TEXT SEGMENT:
'''

To see a World

I wrote this piece many months ago but have kept it to myself. I thought today, the last day of 2017 was a good time to post it.  I hope that with a new year coming and having written about my mother’s death and its impact on me I can move on and feel a little more light hearted.

June 20 1980: Walking home carrying a couple of bags of groceries on this Friday afternoon I thought to myself what a day it had been and that I was really tired. My last day of school for many months; the beginning of my maternity leave. I was not allowed to be tired however because Mum and Dad were coming down for the weekend and we were all going to party tonight at Stephen’s work.

The groceries were heavy and I was also carrying this big baby around in my belly. Only six weeks to wait until we met this not so little critter. I put the groceries down and was fumbling in my handbag for the key to the front door when I heard the phone ringing. I cursed that the front door was always a bit tricky to open. I rushed and made things worse. The phone stopped…then started again. I got the door open, dropped the groceries and rushed to the phone. I heard my sister-in-law Chris ask

‘Is Steve there Anne?’ Instinctively I knew something terrible had happened

‘No he’s not home yet. What’s the matter? What’s happened?’

‘When will he be home?’ Chris asked.

'''

EXERCISE: Continue the memoir about the June 1980 phone call from the point where it stops.

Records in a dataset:
'''

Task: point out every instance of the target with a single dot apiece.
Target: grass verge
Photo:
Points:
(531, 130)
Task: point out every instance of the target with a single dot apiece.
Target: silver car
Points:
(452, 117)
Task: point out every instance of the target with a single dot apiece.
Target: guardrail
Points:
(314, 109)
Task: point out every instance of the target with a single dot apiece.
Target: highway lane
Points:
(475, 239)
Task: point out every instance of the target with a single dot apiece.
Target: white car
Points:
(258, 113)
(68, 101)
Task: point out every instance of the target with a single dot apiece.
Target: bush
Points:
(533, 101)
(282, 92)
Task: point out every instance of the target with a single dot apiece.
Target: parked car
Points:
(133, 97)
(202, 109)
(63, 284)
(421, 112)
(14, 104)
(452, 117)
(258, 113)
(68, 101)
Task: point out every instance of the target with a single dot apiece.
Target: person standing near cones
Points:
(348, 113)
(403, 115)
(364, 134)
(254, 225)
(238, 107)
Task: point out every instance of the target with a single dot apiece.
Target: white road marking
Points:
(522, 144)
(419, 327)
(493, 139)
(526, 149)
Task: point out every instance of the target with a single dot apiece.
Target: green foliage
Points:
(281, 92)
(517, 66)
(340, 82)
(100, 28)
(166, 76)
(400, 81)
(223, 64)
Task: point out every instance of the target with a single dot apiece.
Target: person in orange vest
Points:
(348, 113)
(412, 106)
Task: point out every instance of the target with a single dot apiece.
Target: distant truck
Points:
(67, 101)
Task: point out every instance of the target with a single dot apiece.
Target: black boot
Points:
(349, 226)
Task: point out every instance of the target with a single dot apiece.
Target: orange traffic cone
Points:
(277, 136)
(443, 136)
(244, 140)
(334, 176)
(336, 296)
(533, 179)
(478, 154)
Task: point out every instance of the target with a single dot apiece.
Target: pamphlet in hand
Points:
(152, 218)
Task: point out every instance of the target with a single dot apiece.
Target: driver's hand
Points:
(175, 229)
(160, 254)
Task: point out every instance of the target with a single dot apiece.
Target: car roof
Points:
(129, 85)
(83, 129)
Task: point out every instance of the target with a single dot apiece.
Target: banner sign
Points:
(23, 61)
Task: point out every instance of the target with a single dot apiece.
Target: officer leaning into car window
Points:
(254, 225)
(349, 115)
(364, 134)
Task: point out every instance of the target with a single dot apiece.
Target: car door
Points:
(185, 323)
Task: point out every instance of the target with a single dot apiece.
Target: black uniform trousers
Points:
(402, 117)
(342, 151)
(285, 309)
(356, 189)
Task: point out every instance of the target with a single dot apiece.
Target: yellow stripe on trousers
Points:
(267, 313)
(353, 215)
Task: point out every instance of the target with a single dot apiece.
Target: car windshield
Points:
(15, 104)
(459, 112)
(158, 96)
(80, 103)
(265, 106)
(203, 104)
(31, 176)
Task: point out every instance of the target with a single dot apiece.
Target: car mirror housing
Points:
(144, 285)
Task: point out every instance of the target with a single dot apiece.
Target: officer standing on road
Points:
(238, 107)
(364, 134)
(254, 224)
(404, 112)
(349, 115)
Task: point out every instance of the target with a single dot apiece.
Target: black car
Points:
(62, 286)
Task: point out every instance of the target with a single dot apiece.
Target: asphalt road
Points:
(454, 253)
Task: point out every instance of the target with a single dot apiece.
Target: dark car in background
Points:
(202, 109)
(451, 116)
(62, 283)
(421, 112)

'''

RESPONSE:
“What’s the matter?. Tell me what’s happened.’ I cried.

‘There’s been a car accident. Mary has been killed. Austin is in hospital but he’ll be OK’

Amidst the howling and crying there was a mad jumble of questions and answers ‘how, where,why, where was John my brother, what was wrong with Dad?’ Later when I was more reasonable I felt so sad for poor Chris. She loved Mum too and would be shattered and in pain as well. She also had to ring my sister Ruth and tell her. Another terrible task

I never knew I could act in such a primeval way. I literally howled and screamed, running around the house, in and out of the house like a mad woman. Groceries were strew across the verandah. All the heaving was hurting my stomach and I was holding on scared that I might hurt my baby and he might come too early. When Stephen got home I was curled up in the foetal position heaving and crying. It seemed like forever that I was alone and isolated with my grief and pain but I later found out it was only about ten minutes.

Throughout the many years of our marriage I will always remember the strength and courage of my husband over the next few days and months and also at the birth of our son David exactly six weeks later. We had some pretty tough times over the years but I knew I’d never find a man again who was so good in a crisis even when he was pain himself.

At that time our parents had been very good friends for over 20 years. They met working in a small Aboriginal community at Tabulam in NSW. Stephen always liked saying he knew me before I was born.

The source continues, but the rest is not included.